[Begin QUOTED PASSAGE]

The Camera as Context
 

Published in Artfacts Vol.IIX, No 1, USC Roski School of Art and Design, Fall 2003, Los Angeles, CA

The following was the introduction to Daniel Buren’s second lecture of a three part series titled ‘The Desertion of the Studio and it’s Implications’ at the University of Southern California School of Fine Arts Twentieth Annual Getty Lecture Series.

The title of Daniel Buren’s lecture tonight is Works in Situ.

By way of introduction, instead of attempting to sum up the amazing career of Daniel Buren, I thought I would share my experience of one of his works. In 1995 Andrew Freeman was hired by Anne Rorimer to document Daniel Buren’s work titled Bus Benches dated 1970/82/95. At the time it was included in the MOCA exhibition Reconsidering the Object of Art: 1965-1975, curated by Ann Goldstein and Anne Rorimer. The work consisted of 52 bus benches throughout Los Angeles. On the backrest of each bench, where the advertising would be, green and white bands of color 8.7 cm wide, covered the back of the bench in standard bus poster material. Andrew Freeman hired me to assist him in documenting the benches. We went to each of these bus bench locations at least once, some several times. Four were missing and one was mismarked.

Generally when given the choice of several benches with advertising and a green and white striped bench, the public preferred to rest on Daniel Buren’s work. When graffiti-ing on bus benches people also preferred Daniel Buren’s work, though in consideration of the form, they often wrote their smaller texts within a band of color.

Our conversations with people regarding the bus benches were generally one sided. Mostly it consisted of telling people they were sitting on an artwork that was about to be photographed and would they consider moving to the bench next to them if they didn’t want to become part of the documentation. One elderly woman in front of a convalescent home was particularly taken with this information. It pleased her to know she was sitting on a work of art connected to MOCA.

As we collected these photo souvenirs, we looked forward to seeing the context of each bench. A simple act of recognition, the oh there’s one began to fix in our brains. As we drove around Los Angeles they became old friends. I look at the bench on Beverly and Kingsley Drive to this day. The business has turned over twice since then. We have a photograph of that location. A woman sits on the striped bench holding a child with the word liquor advertised on the wall behind her in large red acrylic letters.

[End QUOTED PASSAGE]

* TASK A *
Answer these questions about the bus bench essay, one answer a line and marked the same way:
(i) How many bus benches did the work consist of?
(ii) What colors were the bands on the backrests?
(iii) At which location does the writer still look at a bench?
The text and the records that follow it were taken from separate sources.

[Begin DATA EXTRACT]

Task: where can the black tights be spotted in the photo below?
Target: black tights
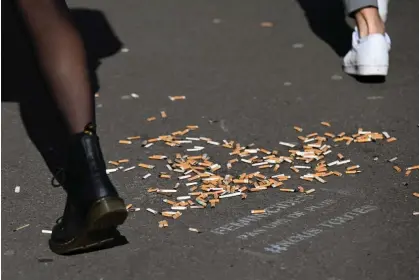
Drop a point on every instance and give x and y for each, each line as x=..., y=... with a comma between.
x=62, y=57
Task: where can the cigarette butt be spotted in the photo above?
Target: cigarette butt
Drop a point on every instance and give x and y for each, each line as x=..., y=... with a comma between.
x=178, y=97
x=177, y=215
x=266, y=24
x=287, y=190
x=240, y=181
x=162, y=224
x=295, y=169
x=352, y=171
x=413, y=167
x=330, y=135
x=302, y=138
x=147, y=166
x=307, y=178
x=398, y=169
x=310, y=191
x=157, y=157
x=171, y=202
x=337, y=173
x=320, y=179
x=299, y=129
x=352, y=167
x=152, y=211
x=21, y=227
x=194, y=230
x=133, y=137
x=261, y=211
x=392, y=139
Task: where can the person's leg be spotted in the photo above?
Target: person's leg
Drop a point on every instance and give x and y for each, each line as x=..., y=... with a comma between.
x=93, y=205
x=369, y=55
x=61, y=55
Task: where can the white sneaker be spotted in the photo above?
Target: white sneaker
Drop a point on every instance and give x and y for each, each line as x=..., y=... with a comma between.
x=369, y=56
x=372, y=57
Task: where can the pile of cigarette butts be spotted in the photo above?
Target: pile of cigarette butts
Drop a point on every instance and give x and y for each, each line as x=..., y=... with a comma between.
x=310, y=159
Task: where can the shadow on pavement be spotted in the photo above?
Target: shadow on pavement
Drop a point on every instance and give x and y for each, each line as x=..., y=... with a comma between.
x=327, y=19
x=23, y=82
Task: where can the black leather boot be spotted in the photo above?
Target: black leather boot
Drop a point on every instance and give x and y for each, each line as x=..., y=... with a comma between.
x=93, y=209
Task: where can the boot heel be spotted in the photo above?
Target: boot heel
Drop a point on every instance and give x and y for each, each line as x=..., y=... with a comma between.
x=106, y=213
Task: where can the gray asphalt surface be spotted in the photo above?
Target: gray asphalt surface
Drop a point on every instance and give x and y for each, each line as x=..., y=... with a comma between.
x=250, y=84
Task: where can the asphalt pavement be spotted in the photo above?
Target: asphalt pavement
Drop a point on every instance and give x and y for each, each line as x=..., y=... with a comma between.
x=243, y=81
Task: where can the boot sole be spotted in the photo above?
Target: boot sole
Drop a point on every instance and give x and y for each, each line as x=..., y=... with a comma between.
x=103, y=218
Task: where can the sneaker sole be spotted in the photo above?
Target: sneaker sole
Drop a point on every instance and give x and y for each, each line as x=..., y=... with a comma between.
x=379, y=70
x=366, y=70
x=103, y=218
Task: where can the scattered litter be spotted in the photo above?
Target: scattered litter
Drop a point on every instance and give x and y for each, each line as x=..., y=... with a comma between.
x=310, y=191
x=163, y=224
x=398, y=169
x=152, y=211
x=375, y=97
x=174, y=98
x=392, y=159
x=194, y=230
x=261, y=211
x=287, y=144
x=266, y=24
x=111, y=170
x=203, y=183
x=391, y=139
x=21, y=227
x=298, y=46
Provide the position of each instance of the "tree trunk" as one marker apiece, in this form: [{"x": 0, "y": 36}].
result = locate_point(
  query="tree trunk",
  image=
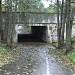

[End DATA EXTRACT]

* TASK B *
Rewrite the lines of the records as a numbered list, starting with the line that contains "Task: where can the pile" and going on through the line that contains "x=106, y=213", leaving out any blank lines.

* TASK RESULT A *
(i) 52
(ii) Green and white
(iii) Beverly and Kingsley Drive

* TASK RESULT B *
1. Task: where can the pile of cigarette butts be spotted in the photo above?
2. Target: pile of cigarette butts
3. Drop a point on every instance and give x and y for each, each line as x=..., y=... with a comma between.
4. x=310, y=159
5. Task: where can the shadow on pavement be spotted in the photo above?
6. Target: shadow on pavement
7. Drop a point on every instance and give x and y for each, each line as x=..., y=... with a comma between.
8. x=327, y=19
9. x=23, y=82
10. Task: where can the black leather boot be spotted in the photo above?
11. Target: black leather boot
12. Drop a point on every instance and give x and y for each, each line as x=..., y=... with a comma between.
13. x=93, y=209
14. Task: where can the boot heel be spotted in the photo above?
15. Target: boot heel
16. Drop a point on every instance and give x and y for each, each line as x=..., y=... with a comma between.
17. x=106, y=213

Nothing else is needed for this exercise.